What does the data read, word for word, from the line containing "In the photo above, where can the saddle" through its final line? Give those lines only.

__Referring expression data__:
──────
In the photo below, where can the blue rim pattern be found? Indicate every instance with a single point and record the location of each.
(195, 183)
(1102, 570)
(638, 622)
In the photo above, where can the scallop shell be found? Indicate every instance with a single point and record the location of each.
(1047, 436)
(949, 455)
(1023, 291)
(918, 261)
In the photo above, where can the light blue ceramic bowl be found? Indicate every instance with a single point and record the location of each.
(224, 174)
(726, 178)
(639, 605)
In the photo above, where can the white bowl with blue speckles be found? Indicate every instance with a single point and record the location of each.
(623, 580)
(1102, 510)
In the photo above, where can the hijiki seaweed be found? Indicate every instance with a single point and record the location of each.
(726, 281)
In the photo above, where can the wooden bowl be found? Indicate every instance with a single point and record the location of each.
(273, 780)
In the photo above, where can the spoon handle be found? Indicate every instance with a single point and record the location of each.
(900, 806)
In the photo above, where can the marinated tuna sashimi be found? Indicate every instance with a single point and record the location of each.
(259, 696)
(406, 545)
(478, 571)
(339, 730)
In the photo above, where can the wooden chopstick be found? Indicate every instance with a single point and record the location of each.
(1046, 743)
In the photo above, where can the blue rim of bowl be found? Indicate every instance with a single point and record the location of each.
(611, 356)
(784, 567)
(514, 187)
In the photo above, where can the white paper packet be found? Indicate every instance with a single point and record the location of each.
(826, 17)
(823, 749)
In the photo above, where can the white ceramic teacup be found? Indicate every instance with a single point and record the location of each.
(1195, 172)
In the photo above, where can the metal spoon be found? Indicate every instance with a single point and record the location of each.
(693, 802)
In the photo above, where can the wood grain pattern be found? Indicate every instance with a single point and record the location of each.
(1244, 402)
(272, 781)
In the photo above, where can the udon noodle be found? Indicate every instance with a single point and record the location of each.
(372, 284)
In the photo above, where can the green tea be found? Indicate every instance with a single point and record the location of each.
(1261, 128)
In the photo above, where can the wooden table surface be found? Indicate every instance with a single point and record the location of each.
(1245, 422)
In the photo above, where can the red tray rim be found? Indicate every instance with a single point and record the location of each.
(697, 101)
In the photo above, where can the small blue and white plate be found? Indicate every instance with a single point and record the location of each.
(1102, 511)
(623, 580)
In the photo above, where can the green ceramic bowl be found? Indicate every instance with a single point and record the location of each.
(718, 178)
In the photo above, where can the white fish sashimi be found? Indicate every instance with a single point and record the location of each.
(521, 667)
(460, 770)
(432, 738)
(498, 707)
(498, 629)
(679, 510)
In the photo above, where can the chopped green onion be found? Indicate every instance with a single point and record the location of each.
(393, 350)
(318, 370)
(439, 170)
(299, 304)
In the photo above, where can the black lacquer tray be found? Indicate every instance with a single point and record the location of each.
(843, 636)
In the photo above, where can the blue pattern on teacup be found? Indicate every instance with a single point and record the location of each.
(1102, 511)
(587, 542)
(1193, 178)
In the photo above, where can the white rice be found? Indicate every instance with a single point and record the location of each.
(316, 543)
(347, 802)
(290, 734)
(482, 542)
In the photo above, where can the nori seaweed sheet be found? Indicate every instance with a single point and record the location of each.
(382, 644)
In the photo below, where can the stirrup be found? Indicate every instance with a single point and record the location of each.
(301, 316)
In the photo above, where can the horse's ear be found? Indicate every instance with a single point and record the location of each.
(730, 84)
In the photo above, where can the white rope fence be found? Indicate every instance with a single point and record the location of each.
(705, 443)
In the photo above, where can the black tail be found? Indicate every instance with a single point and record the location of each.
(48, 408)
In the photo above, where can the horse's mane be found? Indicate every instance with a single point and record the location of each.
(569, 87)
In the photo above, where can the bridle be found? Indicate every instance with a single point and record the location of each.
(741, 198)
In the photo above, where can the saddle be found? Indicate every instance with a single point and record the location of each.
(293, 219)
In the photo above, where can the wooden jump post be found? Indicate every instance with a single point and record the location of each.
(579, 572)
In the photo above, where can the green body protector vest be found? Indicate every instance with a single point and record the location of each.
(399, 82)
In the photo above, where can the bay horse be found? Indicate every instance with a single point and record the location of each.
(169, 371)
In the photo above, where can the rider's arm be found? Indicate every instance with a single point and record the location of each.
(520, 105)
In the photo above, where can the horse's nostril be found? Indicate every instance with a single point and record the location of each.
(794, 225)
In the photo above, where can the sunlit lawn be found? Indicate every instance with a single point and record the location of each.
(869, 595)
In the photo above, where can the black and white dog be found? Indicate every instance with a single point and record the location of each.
──────
__Finished exercise__:
In the photo above, where can the saddle be found? Indicate every instance with a single point and record the location of each.
(293, 219)
In the photo above, where can the wooden jump post be found? Indicate every instance with a single point and record the location of each.
(579, 572)
In the photo above, where can the green body protector vest be found? Indicate every instance with a single point and record the location of each.
(399, 82)
In the photo above, where can the bay horse be found? Indicate every instance with a single point and record the location of each.
(169, 371)
In the photo above, where can the rider's arm be found? Indicate every instance with a single point and record the location of each.
(520, 105)
In the photo above, where can the horse's nostril be found? Indicate every instance with a single point and record the location of each.
(794, 225)
In the photo above, where can the sunlit lawn be found? Indicate every instance with a single point and record the location of each.
(869, 595)
In the photo above, where can the black and white dog be found? Indicate every instance with a single point and record the location of each.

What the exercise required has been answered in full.